----- LISTING

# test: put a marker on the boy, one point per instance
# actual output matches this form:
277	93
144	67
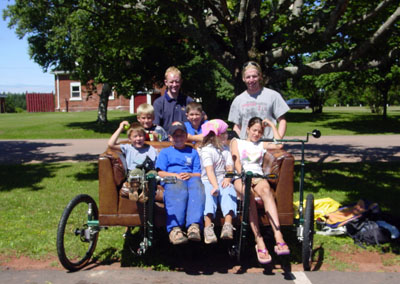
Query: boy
171	106
145	116
136	154
184	200
195	117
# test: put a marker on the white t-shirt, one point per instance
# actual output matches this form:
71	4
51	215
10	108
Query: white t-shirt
211	156
136	156
251	155
266	104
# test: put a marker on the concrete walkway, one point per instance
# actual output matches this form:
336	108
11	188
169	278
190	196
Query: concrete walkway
325	149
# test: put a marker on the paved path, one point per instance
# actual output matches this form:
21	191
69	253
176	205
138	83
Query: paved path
324	149
135	275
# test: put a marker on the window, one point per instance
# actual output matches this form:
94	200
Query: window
76	91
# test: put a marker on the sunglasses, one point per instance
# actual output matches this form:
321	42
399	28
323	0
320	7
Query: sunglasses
252	63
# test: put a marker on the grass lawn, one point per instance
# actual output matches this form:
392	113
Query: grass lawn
58	125
33	196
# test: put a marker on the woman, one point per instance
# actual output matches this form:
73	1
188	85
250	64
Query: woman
248	156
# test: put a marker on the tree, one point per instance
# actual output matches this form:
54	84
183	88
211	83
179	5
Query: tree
127	42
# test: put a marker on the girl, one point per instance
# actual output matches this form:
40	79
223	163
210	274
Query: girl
216	160
248	156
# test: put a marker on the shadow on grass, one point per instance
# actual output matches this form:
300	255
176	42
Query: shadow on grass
377	182
344	153
19	152
109	127
26	176
359	123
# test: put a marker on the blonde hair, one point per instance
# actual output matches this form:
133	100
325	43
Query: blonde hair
173	70
145	109
194	106
136	127
252	65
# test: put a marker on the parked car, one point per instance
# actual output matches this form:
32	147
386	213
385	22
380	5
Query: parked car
297	103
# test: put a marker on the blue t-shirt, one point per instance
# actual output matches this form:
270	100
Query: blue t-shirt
136	156
168	110
178	161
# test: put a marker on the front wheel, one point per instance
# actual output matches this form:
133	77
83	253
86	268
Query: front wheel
76	240
308	233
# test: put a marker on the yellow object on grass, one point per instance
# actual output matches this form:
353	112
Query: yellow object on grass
322	207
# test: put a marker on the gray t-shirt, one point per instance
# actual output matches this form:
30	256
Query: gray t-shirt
266	104
136	156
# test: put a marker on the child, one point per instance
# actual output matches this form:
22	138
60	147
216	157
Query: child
184	200
136	154
248	156
195	117
216	160
145	116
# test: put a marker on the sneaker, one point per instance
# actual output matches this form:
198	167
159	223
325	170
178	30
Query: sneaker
227	232
177	237
194	233
209	235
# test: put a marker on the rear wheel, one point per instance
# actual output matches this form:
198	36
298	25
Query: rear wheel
308	233
76	241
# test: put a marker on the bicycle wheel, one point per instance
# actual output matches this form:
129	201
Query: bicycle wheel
75	241
308	233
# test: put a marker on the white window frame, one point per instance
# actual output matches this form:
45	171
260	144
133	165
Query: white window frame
72	85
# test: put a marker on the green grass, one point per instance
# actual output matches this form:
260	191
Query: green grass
33	196
58	125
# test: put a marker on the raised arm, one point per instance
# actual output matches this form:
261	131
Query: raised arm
112	142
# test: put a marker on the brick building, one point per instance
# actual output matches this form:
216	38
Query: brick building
71	95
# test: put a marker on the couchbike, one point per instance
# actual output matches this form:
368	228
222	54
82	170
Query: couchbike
82	220
304	224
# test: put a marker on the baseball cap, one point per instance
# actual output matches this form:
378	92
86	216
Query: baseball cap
176	125
217	126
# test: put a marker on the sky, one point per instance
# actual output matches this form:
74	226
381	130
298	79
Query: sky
19	73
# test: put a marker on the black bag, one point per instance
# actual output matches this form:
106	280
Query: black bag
365	231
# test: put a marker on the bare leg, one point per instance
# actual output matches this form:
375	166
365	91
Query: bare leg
253	219
265	192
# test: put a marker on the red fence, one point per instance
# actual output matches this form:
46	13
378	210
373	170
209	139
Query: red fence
40	102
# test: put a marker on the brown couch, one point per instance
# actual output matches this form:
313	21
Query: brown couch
118	211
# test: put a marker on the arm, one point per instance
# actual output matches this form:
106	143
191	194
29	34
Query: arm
195	138
112	142
235	156
227	181
277	135
213	180
282	126
237	129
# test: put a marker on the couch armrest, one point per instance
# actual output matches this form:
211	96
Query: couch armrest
108	192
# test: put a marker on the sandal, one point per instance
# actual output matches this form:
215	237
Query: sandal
279	249
263	260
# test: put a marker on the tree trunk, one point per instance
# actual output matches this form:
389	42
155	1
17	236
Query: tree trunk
103	103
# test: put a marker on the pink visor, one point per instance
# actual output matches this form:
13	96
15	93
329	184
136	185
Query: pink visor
217	126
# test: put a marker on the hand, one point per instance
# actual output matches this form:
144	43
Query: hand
184	176
214	191
124	124
267	122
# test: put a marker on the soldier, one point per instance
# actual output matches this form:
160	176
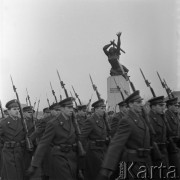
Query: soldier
173	133
81	115
131	143
157	106
13	135
94	132
117	117
113	57
46	112
172	118
60	134
49	114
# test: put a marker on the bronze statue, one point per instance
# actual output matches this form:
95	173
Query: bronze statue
113	54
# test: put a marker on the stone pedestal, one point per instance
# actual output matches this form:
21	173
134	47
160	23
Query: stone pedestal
113	94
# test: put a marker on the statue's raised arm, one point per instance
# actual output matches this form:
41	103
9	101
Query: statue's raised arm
113	52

----------

• GOAL: Reproduce the records word for word, starting at the line that contains "# test: put a marker on the bronze" and continuing through the last line of the records.

• FINISHED ANSWER:
# test: put a marker on the bronze statue, one point per instance
# actual output matches this form:
95	173
Query: bronze statue
113	54
# test: put a marker on the stone pedestal, one point per instance
# actual output matches this form:
21	173
134	47
160	23
Query: stone pedestal
113	94
# test: put a marker on the statue's raised arm, one point per instance
# actual output matches this form:
41	103
9	101
Query: statue's raised arm
113	52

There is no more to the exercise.